**DATA FOR THIS EXERCISE**
══════════════════════════════
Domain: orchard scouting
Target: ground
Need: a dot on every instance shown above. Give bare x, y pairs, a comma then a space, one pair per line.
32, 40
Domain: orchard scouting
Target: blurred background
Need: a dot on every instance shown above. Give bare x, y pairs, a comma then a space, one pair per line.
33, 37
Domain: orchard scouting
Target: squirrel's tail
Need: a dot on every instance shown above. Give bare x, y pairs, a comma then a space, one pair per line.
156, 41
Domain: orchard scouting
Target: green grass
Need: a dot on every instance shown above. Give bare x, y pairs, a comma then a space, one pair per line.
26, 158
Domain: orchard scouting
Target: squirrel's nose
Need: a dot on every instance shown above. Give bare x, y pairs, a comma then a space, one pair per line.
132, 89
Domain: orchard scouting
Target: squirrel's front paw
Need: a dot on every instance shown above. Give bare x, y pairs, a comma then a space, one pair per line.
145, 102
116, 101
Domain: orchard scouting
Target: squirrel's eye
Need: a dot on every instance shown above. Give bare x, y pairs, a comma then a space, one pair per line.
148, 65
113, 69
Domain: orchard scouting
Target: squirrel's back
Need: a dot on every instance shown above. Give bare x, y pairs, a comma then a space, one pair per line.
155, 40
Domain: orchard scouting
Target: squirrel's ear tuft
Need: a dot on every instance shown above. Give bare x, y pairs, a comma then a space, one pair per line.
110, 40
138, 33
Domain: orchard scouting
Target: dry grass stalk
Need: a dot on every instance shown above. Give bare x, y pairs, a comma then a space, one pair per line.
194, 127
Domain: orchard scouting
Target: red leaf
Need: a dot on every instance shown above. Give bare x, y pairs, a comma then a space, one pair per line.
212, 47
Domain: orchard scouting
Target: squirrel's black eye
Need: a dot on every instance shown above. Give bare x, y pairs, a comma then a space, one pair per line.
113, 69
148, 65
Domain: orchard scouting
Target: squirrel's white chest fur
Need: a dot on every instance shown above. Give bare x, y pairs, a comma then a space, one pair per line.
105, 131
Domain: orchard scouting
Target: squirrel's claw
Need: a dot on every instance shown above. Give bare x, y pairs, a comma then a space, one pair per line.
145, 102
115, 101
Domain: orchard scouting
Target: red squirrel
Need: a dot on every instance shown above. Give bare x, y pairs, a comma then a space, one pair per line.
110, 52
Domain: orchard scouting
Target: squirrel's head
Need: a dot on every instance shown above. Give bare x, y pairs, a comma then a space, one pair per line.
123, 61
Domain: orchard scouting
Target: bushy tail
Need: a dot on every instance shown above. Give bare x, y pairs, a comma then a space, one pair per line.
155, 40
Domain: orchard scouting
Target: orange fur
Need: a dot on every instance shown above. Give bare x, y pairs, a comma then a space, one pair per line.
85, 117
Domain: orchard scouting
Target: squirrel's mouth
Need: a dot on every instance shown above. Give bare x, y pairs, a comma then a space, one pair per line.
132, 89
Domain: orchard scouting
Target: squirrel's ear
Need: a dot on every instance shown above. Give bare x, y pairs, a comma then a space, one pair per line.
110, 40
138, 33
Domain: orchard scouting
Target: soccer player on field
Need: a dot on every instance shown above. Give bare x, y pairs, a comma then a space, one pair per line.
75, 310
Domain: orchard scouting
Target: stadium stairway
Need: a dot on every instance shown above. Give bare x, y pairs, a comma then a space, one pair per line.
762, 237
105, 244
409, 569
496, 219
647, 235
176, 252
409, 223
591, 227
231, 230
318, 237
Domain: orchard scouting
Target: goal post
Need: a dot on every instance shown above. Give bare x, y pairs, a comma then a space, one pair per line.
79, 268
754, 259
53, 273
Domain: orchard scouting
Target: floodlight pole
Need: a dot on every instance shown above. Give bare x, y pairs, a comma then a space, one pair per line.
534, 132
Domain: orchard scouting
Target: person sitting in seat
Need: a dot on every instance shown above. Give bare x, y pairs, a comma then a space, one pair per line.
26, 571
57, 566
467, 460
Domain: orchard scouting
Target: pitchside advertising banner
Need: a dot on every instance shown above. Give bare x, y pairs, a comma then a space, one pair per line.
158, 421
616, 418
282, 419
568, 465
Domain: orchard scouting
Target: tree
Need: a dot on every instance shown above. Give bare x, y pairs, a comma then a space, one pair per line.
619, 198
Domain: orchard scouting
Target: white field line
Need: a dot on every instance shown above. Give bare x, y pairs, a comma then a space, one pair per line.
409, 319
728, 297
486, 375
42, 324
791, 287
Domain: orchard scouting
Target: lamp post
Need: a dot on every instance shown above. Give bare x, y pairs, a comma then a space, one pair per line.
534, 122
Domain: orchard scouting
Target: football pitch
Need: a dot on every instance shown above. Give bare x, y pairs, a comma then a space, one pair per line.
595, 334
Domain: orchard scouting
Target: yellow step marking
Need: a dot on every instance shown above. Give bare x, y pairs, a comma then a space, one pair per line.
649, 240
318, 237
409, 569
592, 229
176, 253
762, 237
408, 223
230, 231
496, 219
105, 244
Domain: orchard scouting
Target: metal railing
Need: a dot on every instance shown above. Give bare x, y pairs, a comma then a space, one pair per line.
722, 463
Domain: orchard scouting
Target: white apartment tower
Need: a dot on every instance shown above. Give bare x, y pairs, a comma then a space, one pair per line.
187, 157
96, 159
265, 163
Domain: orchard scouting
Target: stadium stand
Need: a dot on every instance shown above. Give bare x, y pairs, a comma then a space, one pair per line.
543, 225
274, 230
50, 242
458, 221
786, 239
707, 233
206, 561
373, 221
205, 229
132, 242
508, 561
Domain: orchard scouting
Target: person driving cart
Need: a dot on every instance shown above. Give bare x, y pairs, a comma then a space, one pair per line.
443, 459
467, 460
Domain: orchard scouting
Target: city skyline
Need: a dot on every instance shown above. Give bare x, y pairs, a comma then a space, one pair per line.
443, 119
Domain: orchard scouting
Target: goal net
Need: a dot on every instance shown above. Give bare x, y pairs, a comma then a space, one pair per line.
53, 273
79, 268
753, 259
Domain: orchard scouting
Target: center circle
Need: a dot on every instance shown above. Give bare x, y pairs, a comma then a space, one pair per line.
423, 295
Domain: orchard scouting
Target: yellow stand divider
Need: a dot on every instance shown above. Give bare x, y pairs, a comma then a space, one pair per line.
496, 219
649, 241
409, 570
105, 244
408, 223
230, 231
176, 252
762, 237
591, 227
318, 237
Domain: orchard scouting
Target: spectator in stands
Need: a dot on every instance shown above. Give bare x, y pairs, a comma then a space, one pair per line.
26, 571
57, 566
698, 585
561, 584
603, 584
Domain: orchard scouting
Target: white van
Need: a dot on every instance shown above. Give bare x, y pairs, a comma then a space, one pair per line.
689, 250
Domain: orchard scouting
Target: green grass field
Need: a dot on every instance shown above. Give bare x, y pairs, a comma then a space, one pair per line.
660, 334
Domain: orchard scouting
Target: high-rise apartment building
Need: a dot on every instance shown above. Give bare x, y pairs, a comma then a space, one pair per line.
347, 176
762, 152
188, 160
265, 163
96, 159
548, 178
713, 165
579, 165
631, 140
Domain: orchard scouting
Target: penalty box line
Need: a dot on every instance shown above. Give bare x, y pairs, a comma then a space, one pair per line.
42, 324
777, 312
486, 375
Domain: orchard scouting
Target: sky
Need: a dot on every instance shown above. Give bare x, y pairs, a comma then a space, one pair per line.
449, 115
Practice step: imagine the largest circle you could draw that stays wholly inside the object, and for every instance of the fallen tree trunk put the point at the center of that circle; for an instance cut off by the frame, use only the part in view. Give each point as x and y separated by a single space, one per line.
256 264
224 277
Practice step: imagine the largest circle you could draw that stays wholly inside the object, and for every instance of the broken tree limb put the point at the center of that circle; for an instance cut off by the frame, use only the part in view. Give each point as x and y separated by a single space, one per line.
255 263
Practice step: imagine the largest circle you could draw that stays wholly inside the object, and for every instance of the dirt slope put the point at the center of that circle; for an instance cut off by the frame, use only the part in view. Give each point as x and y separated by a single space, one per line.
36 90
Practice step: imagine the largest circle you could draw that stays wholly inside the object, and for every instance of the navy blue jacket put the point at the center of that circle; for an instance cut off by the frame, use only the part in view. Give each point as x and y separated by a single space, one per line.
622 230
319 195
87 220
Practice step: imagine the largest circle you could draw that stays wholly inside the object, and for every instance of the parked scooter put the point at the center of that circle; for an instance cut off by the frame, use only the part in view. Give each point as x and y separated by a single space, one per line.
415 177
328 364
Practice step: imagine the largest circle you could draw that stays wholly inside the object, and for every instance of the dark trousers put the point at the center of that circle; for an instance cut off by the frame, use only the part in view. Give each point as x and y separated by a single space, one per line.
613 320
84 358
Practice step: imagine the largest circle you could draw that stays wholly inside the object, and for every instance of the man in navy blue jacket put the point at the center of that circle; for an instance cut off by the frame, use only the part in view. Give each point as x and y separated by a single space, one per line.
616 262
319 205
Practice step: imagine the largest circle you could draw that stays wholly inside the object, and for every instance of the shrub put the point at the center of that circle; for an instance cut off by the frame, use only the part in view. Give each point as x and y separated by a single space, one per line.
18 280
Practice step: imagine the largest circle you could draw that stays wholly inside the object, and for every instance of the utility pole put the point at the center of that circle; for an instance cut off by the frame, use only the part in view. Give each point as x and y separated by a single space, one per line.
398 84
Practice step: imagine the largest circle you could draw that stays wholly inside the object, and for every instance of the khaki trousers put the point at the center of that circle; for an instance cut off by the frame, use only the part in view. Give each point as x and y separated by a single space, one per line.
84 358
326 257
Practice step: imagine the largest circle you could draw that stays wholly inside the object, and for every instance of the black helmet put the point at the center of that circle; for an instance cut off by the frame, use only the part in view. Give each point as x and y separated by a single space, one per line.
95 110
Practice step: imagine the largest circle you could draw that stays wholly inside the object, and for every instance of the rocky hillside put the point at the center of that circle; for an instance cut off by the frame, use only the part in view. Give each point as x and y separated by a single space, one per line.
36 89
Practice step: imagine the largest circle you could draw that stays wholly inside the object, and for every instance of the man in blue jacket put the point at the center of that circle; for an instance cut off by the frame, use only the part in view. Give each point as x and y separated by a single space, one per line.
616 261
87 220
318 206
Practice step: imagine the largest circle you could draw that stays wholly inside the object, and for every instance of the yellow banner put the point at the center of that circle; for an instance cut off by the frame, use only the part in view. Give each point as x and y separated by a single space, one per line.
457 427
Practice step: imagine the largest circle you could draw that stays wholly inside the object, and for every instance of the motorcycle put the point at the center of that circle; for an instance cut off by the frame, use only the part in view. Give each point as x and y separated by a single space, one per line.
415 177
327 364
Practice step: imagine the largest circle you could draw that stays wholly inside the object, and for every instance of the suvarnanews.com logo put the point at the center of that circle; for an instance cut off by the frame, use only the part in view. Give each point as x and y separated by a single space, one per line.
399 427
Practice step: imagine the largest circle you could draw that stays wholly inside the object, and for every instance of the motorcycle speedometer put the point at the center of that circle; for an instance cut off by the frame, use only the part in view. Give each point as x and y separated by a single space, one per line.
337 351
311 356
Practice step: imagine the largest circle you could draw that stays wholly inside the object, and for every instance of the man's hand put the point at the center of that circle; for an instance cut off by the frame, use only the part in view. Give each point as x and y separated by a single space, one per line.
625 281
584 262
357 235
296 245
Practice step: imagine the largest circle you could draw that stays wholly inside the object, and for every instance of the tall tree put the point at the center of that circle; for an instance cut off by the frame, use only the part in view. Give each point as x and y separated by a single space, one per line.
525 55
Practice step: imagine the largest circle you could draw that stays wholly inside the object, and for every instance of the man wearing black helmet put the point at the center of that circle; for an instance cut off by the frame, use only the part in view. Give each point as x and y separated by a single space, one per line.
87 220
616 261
══════════════════════════════
Whenever a line includes the word "field", pull it out of the entries.

**EXPECTED ANSWER**
Target: soccer player on field
Target: white field line
Target: green grass field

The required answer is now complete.